• **Task objective**: Can you reproduce everything from the line containing "overcast sky -> box" down to the line containing "310,360 -> 1270,460", both ends included, with the box coordinates in the answers scaled by 0.4 and rounded to whole numbers, halves up? Copy the requests unchanged, including the sample coordinates in their reply format.

Excerpts from a detection dataset
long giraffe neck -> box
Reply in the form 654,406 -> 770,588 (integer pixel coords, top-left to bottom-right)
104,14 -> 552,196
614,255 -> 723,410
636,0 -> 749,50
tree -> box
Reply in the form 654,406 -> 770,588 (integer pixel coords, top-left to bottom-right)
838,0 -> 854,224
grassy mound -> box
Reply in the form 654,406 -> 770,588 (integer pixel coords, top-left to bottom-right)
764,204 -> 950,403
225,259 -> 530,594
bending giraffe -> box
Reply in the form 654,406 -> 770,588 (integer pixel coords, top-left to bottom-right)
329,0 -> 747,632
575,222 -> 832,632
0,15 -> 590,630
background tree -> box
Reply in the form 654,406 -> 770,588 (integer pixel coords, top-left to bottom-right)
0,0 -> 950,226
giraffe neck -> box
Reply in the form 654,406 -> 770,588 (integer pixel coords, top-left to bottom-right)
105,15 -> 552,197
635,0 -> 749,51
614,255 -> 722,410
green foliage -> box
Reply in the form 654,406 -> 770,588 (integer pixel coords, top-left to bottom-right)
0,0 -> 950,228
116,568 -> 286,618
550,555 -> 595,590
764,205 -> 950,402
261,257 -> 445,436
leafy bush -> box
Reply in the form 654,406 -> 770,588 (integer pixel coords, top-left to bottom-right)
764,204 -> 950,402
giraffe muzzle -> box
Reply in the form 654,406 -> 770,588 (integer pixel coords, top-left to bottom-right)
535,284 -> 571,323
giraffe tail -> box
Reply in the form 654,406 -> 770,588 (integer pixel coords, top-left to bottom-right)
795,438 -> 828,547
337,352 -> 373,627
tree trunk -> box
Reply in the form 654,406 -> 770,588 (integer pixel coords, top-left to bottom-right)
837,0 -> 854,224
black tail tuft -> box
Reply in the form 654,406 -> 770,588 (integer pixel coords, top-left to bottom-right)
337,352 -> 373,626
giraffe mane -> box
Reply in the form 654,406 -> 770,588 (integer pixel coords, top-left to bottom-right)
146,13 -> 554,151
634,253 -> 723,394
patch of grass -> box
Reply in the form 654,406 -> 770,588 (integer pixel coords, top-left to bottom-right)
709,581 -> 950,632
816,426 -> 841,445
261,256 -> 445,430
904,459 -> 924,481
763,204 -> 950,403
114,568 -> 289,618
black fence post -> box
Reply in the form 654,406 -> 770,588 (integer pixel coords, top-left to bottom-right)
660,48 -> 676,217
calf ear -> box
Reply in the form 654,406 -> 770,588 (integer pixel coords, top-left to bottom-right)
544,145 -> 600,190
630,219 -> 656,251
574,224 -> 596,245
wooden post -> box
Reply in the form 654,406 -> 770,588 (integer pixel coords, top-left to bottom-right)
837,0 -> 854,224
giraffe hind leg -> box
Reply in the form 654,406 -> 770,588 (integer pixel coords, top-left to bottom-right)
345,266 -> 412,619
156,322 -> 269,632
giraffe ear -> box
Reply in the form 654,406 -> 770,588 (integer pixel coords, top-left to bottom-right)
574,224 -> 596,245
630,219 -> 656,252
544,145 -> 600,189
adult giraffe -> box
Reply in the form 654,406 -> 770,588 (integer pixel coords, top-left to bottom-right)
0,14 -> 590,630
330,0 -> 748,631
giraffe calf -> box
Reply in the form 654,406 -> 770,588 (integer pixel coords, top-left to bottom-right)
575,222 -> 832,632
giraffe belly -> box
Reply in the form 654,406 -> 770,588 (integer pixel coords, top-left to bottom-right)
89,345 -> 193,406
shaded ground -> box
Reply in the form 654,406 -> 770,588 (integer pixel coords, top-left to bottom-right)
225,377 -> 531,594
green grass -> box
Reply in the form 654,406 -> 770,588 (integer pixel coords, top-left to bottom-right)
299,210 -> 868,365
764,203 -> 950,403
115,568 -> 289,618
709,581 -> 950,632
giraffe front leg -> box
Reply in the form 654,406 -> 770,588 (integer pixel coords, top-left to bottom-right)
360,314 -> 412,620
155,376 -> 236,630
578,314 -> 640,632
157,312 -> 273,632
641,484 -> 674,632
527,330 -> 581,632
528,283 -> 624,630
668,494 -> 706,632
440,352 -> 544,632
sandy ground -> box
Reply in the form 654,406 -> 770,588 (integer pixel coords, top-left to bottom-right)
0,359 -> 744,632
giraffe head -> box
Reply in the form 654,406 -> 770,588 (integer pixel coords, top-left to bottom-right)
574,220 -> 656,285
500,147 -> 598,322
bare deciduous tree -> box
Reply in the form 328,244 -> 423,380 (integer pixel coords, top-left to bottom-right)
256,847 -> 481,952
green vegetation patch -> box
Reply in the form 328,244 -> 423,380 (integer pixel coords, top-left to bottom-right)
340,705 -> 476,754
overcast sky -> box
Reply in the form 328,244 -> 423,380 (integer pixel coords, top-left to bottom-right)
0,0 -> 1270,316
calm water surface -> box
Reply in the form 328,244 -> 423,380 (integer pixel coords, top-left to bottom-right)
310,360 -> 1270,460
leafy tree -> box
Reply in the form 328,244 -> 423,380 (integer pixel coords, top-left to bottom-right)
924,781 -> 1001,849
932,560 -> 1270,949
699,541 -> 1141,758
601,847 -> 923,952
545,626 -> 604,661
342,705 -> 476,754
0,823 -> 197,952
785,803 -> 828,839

• **Exercise result**:
overcast sky -> box
Reply in the form 328,244 -> 423,380 (integer pixel coords, top-left to bottom-right)
0,0 -> 508,126
calm water surface -> box
Reply in the form 328,244 -> 423,380 (integer pixel coords, top-left to bottom-right)
124,144 -> 508,184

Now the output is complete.